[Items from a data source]
☆ ☆ ☆ ☆ ☆

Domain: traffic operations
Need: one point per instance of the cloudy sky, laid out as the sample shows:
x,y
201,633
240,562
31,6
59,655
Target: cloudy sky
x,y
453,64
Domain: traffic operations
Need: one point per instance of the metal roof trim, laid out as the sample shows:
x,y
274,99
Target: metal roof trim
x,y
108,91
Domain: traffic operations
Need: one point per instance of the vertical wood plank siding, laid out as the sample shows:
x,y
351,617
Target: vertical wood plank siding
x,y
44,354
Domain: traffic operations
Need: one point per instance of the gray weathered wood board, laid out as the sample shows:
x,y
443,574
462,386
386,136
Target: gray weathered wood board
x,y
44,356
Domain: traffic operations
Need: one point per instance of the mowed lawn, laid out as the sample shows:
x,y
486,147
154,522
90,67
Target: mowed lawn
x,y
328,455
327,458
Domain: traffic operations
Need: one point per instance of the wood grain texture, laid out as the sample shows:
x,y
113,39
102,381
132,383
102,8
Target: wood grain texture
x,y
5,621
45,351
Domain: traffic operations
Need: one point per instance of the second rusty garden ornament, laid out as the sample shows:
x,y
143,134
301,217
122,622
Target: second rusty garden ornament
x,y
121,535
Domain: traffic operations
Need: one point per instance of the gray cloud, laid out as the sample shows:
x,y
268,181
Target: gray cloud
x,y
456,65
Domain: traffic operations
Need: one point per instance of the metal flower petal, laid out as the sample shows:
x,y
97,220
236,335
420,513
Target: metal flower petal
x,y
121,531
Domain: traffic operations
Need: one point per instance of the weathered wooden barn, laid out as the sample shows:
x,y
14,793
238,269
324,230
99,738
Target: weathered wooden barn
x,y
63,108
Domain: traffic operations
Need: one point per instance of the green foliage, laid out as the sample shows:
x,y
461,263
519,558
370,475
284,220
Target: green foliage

☆ ☆ ☆ ☆ ☆

Output the records verbatim, from the first line to the last.

§ Problem solution:
Domain: traffic operations
Need: one point per instance of the cloudy sky, laid out as the sample shows:
x,y
201,633
240,562
31,6
59,655
Target: cloudy sky
x,y
453,64
Domain: traffic operations
Need: one point per instance of the metal roof trim, laid out as the sample shows:
x,y
274,99
Target: metal roof trim
x,y
108,91
Domain: traffic operations
Need: one point per instance of the vertical wood plank siding, laid out as the sample shows:
x,y
351,617
Target: vertical wood plank siding
x,y
44,354
Domain: traffic operations
Need: one point per instance of the gray weathered wood board, laid out as the sample shows:
x,y
443,574
462,386
386,136
Target: gray weathered wood board
x,y
44,356
Domain: traffic operations
Need: one point per instance of the mowed lawn, laid out as the sample shows:
x,y
486,147
154,522
90,67
Target: mowed lawn
x,y
328,455
327,458
Domain: traffic operations
Need: one point per instance of the wood grain texture, laid out as the sample shows:
x,y
113,39
102,381
132,383
102,8
Target: wood grain texture
x,y
5,621
45,351
Domain: traffic operations
Need: one point per instance of the second rusty garden ornament, laid out as the sample shows:
x,y
143,134
301,217
122,622
Target: second rusty garden ornament
x,y
121,535
Domain: traffic operations
Need: one point per instance of the gray cloud, laid out as the sample shows:
x,y
268,181
Target: gray cloud
x,y
456,65
Domain: traffic operations
Need: one point per instance of the metal flower petal, laid out as the sample shows:
x,y
97,220
236,335
420,513
Target: metal flower petal
x,y
121,531
Domain: traffic operations
Need: one point per instance of the weathered wooden barn, laid out as the sample shows:
x,y
14,793
238,269
324,230
99,738
Target: weathered wooden barn
x,y
63,108
Domain: traffic operations
Need: one point per instance of the green foliage, laid out as the sample shows:
x,y
461,263
519,558
370,475
284,220
Target: green foliage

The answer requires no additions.